#### [AVAILABLE DATA]

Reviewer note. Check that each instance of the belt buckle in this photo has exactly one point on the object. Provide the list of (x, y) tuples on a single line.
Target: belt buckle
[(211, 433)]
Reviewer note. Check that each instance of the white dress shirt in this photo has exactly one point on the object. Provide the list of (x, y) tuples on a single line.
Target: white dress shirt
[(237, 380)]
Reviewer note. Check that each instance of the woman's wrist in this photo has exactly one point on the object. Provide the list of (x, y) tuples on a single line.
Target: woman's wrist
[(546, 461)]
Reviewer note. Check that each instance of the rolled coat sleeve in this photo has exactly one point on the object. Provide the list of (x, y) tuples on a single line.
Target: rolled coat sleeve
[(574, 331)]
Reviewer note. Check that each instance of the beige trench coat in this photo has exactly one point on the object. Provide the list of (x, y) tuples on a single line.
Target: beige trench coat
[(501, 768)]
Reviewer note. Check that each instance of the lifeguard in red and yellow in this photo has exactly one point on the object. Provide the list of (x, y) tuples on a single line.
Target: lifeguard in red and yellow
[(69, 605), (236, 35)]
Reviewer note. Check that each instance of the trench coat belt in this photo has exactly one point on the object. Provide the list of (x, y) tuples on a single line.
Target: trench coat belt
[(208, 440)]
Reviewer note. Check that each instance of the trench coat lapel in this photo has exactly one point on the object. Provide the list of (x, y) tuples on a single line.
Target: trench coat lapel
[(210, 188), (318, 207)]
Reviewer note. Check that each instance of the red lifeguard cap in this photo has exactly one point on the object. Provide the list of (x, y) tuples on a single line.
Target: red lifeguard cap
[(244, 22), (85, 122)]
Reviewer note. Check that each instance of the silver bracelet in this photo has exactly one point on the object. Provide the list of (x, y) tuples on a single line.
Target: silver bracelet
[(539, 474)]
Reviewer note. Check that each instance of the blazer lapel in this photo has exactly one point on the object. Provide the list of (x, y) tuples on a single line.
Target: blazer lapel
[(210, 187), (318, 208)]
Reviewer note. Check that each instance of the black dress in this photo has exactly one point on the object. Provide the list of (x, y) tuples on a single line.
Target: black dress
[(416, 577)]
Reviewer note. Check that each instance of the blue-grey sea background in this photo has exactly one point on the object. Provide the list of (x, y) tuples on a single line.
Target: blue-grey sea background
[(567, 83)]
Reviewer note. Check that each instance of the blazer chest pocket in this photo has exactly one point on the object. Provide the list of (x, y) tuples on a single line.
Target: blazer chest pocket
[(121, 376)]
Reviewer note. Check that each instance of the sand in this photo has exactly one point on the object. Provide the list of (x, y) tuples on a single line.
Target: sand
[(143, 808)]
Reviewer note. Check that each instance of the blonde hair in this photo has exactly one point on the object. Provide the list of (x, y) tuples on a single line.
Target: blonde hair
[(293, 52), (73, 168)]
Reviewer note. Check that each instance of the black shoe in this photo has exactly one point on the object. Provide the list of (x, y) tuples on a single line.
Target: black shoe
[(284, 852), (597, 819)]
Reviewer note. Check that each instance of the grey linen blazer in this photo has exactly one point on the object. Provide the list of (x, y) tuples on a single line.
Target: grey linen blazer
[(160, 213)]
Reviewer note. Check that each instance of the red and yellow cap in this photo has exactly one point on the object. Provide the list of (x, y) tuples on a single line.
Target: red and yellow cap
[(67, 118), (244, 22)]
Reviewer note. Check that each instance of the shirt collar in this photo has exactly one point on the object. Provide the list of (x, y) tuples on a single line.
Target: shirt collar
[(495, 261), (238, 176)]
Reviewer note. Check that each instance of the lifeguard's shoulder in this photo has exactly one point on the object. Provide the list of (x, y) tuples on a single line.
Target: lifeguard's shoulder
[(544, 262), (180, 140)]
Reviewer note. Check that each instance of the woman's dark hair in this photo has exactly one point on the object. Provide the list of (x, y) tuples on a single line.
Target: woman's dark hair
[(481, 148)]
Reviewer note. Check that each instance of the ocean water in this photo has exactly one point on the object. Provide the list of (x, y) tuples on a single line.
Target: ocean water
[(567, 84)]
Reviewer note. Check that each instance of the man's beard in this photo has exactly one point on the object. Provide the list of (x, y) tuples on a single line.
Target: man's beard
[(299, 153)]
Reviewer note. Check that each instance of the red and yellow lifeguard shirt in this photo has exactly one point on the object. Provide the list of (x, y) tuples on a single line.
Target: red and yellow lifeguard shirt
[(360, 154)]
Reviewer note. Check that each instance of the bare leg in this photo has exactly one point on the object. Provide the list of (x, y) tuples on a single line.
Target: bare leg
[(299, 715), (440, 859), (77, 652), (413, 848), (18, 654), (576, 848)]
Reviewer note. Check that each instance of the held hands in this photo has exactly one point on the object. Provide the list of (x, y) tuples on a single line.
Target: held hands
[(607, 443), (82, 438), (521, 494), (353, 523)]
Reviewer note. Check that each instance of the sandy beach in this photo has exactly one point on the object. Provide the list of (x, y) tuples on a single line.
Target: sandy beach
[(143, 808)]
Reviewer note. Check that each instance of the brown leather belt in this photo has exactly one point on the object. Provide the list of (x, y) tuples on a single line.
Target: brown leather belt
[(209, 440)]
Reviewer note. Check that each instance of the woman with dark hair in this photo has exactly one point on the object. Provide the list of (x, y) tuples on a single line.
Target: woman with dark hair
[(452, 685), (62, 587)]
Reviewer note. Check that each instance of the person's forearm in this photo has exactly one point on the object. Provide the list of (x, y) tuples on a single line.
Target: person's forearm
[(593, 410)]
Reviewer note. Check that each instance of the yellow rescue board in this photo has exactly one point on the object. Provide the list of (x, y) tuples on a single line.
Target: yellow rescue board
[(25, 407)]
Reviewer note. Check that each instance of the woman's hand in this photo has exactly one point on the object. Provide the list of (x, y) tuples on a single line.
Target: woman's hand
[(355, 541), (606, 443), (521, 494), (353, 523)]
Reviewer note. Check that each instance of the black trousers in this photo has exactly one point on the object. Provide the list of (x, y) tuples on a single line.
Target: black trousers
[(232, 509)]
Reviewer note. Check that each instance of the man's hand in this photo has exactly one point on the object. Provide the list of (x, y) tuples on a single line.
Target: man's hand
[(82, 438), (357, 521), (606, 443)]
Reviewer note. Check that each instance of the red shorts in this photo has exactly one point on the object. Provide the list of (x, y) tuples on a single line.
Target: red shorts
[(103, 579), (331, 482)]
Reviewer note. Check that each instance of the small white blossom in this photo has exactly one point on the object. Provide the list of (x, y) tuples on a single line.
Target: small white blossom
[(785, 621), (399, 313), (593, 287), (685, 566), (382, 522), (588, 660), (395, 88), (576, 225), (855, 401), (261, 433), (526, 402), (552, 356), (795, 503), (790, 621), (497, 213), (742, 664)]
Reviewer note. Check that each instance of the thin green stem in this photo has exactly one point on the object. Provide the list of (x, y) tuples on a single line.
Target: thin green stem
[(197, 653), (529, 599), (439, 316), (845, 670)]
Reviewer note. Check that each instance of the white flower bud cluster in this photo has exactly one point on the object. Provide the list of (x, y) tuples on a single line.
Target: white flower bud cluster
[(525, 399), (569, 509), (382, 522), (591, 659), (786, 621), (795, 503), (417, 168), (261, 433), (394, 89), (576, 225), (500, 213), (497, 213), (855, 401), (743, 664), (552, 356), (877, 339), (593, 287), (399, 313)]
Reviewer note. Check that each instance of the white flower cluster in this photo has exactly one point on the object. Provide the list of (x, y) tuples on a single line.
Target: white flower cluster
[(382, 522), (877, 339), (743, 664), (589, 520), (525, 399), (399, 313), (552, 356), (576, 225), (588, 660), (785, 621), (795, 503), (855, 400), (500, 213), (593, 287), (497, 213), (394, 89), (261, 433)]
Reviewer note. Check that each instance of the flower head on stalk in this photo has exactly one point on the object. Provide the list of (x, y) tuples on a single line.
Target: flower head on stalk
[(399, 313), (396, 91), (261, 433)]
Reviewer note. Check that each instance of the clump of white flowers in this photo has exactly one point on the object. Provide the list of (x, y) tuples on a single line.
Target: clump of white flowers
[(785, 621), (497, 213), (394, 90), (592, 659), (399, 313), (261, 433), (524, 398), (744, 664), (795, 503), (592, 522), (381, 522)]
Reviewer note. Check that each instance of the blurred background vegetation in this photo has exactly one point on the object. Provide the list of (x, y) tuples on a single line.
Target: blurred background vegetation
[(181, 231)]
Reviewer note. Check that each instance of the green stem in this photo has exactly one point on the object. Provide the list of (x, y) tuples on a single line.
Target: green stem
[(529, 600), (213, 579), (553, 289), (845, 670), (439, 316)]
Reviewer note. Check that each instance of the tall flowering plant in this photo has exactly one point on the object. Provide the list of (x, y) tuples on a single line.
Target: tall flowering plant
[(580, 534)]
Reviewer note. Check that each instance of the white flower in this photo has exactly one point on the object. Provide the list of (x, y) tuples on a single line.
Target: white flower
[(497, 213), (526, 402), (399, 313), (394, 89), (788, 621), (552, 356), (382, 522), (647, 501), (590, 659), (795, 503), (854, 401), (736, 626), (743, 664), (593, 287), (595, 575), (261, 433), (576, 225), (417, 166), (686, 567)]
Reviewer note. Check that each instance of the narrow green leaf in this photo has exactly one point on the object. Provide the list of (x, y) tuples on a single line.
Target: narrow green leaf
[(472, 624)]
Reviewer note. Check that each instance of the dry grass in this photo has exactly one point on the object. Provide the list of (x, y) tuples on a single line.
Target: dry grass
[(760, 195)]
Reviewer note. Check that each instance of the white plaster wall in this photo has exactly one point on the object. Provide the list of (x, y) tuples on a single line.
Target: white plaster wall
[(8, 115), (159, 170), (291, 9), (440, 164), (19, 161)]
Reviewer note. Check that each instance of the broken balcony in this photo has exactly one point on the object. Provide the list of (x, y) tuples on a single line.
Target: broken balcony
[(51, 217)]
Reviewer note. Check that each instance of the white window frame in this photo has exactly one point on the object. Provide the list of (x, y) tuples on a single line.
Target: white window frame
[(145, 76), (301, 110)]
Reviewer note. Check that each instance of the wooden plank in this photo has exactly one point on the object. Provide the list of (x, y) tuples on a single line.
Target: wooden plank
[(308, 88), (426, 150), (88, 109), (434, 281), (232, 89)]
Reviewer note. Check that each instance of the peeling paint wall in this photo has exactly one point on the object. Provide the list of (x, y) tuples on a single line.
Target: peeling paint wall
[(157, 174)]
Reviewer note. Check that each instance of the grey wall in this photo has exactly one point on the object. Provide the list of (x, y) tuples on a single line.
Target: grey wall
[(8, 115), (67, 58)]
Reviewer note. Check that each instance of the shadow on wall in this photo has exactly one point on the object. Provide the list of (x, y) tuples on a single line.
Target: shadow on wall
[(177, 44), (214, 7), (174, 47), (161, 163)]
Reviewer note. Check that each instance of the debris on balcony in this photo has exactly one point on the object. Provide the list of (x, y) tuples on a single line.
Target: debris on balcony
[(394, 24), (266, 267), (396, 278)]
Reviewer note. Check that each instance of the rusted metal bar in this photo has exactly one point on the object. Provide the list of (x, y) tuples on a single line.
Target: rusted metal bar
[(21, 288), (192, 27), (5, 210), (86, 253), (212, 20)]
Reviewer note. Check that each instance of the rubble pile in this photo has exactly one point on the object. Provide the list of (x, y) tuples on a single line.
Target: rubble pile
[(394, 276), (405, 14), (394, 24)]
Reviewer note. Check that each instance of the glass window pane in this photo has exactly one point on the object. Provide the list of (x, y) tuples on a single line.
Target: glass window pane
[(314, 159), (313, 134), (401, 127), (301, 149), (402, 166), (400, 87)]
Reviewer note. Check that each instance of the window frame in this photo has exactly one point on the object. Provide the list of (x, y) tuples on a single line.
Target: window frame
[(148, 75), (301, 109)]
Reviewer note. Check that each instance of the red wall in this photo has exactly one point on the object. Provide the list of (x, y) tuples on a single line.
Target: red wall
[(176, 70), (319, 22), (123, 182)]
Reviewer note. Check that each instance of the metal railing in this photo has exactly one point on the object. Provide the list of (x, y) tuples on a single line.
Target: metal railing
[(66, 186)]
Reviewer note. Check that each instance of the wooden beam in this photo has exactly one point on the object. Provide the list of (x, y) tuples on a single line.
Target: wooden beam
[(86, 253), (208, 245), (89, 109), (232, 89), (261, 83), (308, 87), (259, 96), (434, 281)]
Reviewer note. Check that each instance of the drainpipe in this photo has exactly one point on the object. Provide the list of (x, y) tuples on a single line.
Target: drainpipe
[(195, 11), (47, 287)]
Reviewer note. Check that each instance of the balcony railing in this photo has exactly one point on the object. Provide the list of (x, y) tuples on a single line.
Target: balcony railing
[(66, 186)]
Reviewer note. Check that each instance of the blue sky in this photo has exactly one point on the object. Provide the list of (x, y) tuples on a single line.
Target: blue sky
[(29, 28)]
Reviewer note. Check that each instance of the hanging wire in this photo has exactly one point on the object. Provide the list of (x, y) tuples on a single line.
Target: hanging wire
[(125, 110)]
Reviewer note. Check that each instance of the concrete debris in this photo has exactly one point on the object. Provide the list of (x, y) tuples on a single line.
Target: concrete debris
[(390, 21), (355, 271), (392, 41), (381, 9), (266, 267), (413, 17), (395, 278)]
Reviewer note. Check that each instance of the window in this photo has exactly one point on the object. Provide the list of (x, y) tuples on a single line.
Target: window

#### [REQUIREMENT]
Copy the data verbatim from the first line through the line containing "[(211, 433)]".

#### [FINAL RESULT]
Reviewer note. Check that each instance of the belt buckle in this photo has exactly one point on the object. Provide the list of (x, y) tuples on a single line.
Target: belt buckle
[(211, 433)]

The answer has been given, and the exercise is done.